■ EXERCISE DETAILS ■
Rewrite the listing below with "glass bowl" swapped for "ceramic bowl" wherever it occurs, keeping everything else the same.
[BEGIN MATERIAL PROVIDED]
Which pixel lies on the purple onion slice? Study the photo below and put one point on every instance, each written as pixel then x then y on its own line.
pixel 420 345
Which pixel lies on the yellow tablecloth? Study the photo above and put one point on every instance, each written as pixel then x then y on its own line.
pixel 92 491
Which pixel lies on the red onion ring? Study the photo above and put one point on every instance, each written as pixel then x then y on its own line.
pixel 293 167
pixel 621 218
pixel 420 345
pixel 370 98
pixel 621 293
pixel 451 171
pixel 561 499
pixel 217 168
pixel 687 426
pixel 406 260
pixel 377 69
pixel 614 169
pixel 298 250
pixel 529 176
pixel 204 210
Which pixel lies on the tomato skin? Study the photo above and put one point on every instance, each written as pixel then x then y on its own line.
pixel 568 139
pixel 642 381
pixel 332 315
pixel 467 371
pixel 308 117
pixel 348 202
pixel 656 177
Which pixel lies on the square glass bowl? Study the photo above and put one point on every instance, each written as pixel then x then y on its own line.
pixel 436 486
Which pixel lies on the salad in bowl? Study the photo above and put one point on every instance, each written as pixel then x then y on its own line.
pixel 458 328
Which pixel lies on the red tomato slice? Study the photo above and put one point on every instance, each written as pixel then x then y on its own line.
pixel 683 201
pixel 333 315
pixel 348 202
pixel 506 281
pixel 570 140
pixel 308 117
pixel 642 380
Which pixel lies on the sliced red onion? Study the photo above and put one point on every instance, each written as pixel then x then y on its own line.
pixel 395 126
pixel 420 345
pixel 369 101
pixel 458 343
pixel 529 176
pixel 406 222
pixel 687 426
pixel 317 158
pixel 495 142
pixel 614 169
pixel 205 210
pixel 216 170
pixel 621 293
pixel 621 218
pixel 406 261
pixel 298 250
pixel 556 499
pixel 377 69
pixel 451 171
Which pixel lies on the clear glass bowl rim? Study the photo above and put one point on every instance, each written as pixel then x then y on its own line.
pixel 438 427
[END MATERIAL PROVIDED]
■ EXERCISE RESPONSE ■
Which pixel lies on the purple onion slice? Study the photo below and put one point on every instance, each written as pixel then x then y on its own line.
pixel 420 345
Which pixel lies on the yellow tablecloth? Study the photo above and put one point on every instance, each written as pixel then x then y on its own line.
pixel 92 491
Which pixel lies on the red onion ring? Study the photo above and put one point on every instance, each written as pixel then x then y on its own line.
pixel 293 167
pixel 621 218
pixel 420 345
pixel 370 98
pixel 621 293
pixel 451 171
pixel 561 499
pixel 217 168
pixel 687 426
pixel 406 260
pixel 377 69
pixel 614 169
pixel 298 250
pixel 529 176
pixel 204 210
Which pixel lies on the tomato skin? Study the photo above and put one point on every instance, each written as pixel then x then y on its own line.
pixel 568 139
pixel 642 381
pixel 332 315
pixel 467 371
pixel 308 117
pixel 348 202
pixel 656 177
Which pixel lies on the square ceramic bowl? Study the photo above and put one point on every instance, each written as pixel then x then y on its own line.
pixel 436 486
Which pixel lies on the salad in bowl? Study the photo above and put one point on every instance, each written as pixel then x then y on its own line.
pixel 458 328
Which pixel lies on the red tomato slice? Study the photo above and put one point on every instance, each written as pixel then x then y on its own line.
pixel 683 201
pixel 333 315
pixel 348 202
pixel 506 281
pixel 570 140
pixel 308 117
pixel 642 380
Which pixel lies on the sliced red onion? Study the photo above and put one point on every instance, each written as pixel then x then y on its own line.
pixel 395 126
pixel 420 345
pixel 369 101
pixel 458 343
pixel 529 176
pixel 406 222
pixel 687 426
pixel 317 158
pixel 495 142
pixel 614 169
pixel 205 210
pixel 216 170
pixel 621 293
pixel 621 218
pixel 406 261
pixel 298 250
pixel 556 499
pixel 377 69
pixel 451 171
Which pixel lies on the clear ceramic bowl rim? Study the photo above and put one point on every instance, each written as pixel then x then y on its own line.
pixel 438 427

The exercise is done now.